# [Your goal]
Each line from the one holding "Could you point to the dark sky" through the final line of the data below is to be given again exactly, and no other line is to appear.

[Dataset records]
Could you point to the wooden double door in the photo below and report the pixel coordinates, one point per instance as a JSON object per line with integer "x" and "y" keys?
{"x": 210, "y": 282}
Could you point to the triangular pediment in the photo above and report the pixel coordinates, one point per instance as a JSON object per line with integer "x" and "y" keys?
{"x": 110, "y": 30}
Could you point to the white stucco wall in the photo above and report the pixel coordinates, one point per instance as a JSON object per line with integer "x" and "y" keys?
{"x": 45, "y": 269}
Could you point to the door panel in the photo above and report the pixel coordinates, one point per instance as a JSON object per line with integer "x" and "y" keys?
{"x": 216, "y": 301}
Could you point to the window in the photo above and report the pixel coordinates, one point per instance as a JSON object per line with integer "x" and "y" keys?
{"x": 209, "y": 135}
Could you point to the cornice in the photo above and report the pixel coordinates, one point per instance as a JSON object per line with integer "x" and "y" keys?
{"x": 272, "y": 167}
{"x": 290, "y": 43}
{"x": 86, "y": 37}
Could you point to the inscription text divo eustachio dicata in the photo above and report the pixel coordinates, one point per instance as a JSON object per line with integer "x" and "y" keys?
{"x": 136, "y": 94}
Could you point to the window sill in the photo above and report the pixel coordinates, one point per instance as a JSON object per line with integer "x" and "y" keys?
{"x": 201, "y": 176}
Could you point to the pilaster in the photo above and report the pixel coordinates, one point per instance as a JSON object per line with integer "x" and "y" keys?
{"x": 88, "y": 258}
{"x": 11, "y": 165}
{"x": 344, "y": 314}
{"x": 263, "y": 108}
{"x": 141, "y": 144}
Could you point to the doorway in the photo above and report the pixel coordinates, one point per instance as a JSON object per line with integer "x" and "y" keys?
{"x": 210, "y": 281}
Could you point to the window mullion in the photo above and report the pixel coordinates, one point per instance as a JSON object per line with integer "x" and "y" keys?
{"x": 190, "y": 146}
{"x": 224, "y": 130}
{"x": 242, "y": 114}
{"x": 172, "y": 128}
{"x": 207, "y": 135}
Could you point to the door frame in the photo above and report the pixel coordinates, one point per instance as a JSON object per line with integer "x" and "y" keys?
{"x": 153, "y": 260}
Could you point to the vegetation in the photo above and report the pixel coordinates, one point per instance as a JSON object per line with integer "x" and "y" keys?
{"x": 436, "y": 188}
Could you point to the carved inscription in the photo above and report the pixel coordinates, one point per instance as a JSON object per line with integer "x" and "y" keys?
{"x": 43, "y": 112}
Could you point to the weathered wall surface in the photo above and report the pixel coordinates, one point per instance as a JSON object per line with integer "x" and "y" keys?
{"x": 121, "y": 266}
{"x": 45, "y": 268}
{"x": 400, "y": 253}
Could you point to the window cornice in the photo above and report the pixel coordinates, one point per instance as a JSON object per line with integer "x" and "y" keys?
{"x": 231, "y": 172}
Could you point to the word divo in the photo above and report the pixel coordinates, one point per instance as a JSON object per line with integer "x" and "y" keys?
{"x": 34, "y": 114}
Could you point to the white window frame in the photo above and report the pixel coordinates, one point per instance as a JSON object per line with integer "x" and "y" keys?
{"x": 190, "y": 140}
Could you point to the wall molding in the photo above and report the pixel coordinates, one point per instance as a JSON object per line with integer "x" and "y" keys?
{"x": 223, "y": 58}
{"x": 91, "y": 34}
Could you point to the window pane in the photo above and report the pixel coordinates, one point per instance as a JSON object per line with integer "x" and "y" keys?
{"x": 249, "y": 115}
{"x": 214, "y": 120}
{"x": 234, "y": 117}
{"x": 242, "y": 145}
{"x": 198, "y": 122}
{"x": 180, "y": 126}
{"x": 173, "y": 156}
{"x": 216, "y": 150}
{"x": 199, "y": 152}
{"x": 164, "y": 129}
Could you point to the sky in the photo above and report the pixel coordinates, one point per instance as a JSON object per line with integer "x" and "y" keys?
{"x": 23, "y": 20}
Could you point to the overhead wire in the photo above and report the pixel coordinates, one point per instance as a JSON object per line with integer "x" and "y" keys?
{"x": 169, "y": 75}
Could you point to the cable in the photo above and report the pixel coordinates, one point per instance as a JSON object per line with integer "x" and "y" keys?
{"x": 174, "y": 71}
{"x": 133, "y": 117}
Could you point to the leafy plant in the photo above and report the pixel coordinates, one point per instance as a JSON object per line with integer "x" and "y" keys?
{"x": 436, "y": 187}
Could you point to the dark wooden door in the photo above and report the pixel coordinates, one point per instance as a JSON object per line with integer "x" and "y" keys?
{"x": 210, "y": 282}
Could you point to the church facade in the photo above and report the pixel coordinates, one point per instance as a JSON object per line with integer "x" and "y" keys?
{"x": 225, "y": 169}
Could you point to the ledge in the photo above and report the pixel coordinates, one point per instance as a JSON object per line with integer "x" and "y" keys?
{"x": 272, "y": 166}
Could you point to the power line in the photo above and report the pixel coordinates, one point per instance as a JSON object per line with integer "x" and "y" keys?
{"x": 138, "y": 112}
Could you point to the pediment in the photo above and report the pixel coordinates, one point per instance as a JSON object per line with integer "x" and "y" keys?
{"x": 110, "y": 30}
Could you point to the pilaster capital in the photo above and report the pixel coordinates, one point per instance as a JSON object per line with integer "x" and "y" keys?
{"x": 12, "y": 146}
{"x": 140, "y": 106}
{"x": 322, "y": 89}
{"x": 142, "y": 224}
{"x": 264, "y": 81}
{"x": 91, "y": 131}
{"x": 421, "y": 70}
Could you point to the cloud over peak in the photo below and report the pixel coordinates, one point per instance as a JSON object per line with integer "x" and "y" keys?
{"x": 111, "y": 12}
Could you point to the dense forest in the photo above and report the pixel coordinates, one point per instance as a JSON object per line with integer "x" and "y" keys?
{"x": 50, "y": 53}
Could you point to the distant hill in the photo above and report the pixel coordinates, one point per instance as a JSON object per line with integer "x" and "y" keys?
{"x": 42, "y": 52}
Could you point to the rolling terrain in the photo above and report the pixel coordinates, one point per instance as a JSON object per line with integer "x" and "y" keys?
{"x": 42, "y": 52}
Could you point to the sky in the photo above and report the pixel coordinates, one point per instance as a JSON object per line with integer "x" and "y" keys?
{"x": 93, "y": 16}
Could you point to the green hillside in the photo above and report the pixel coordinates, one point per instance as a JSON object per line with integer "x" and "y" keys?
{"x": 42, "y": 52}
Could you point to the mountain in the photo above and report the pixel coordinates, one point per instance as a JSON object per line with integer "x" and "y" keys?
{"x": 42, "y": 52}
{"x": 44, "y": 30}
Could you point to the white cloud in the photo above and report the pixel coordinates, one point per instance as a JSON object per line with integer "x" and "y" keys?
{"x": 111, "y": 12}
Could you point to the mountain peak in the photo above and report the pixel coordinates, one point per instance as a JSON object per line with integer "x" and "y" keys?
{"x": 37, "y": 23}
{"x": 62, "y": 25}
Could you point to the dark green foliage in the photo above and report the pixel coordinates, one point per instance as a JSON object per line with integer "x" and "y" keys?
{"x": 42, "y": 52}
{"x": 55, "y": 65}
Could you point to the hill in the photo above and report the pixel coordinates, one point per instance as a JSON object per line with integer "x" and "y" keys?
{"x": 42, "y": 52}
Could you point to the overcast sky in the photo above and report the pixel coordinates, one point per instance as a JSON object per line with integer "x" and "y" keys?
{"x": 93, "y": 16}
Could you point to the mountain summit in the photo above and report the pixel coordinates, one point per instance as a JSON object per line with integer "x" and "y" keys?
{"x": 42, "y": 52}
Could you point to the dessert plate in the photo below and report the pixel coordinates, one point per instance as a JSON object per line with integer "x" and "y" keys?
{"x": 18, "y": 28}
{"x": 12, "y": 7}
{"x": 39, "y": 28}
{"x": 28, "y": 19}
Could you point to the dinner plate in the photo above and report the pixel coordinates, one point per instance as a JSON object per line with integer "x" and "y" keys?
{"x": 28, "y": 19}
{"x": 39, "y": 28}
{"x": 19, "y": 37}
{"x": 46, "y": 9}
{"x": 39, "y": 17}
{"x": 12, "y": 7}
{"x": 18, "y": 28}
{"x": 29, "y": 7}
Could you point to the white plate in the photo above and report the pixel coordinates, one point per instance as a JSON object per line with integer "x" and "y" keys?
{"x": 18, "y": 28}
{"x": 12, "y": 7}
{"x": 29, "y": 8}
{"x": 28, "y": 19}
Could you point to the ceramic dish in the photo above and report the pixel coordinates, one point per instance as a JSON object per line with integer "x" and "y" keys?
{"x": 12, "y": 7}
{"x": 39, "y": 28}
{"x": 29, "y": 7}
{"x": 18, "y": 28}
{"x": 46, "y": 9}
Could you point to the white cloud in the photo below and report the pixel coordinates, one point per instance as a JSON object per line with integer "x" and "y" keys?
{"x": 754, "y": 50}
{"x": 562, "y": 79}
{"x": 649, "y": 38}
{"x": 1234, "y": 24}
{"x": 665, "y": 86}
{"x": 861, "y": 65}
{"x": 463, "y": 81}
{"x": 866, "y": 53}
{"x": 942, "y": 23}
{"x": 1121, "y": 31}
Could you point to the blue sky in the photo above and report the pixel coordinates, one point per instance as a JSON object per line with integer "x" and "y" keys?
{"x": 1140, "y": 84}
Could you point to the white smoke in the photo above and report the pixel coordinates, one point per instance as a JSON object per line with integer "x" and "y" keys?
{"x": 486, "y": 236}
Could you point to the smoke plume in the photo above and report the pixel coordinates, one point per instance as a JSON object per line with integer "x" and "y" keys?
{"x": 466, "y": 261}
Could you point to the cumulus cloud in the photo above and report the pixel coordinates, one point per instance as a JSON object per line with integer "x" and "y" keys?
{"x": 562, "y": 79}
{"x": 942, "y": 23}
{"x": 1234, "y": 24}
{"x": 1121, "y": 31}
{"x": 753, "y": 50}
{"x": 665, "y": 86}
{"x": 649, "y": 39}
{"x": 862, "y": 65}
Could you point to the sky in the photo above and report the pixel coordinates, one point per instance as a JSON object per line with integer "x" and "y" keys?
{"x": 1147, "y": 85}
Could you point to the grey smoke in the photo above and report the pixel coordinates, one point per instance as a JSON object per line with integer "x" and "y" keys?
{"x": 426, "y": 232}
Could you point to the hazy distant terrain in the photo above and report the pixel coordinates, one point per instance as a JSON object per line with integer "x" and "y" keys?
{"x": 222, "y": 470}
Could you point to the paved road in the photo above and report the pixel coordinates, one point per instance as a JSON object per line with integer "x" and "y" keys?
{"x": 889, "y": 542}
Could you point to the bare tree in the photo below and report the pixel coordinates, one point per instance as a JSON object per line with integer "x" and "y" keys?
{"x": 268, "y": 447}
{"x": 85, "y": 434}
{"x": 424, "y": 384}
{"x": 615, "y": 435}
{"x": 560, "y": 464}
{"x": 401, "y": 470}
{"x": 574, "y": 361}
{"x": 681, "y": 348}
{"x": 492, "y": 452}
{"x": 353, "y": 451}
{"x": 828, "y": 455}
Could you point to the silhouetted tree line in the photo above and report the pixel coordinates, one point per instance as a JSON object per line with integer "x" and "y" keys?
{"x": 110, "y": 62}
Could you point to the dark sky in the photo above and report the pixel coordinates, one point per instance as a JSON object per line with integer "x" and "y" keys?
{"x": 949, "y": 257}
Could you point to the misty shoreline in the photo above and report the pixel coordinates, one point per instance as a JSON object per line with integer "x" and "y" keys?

# [Answer to this problem]
Could you point to the dark sky in the photo above and report the pixel coordinates, one point per instance as a JSON object per line with integer "x" and "y" keys?
{"x": 949, "y": 257}
Could you point to the misty shoreline in the photo above and report the pixel coordinates, one point per instance as a JSON object per line with integer "x" and "y" keys?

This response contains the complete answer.